Start of DATA FOR ANALYSIS

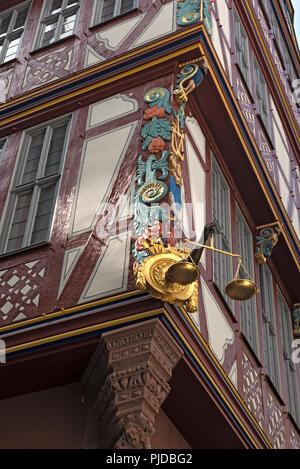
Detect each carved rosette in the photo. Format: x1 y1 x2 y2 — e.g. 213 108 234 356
82 319 183 449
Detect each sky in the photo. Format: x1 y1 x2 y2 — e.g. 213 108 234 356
293 1 300 45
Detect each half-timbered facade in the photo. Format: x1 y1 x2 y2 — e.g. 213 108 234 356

End of DATA FOR ANALYSIS

> _THE PROBLEM_
Write the "Detect each sky" line and all later lines exactly. Stop at the end of the data.

> _SOLUTION TO THE EXERCISE_
Detect each sky in the photo. Format: x1 y1 x2 y2 — e.g. 213 108 234 356
293 1 300 45
Detect each half-timbered facade in the photo. Format: x1 y1 x2 y2 — e.g. 213 108 234 356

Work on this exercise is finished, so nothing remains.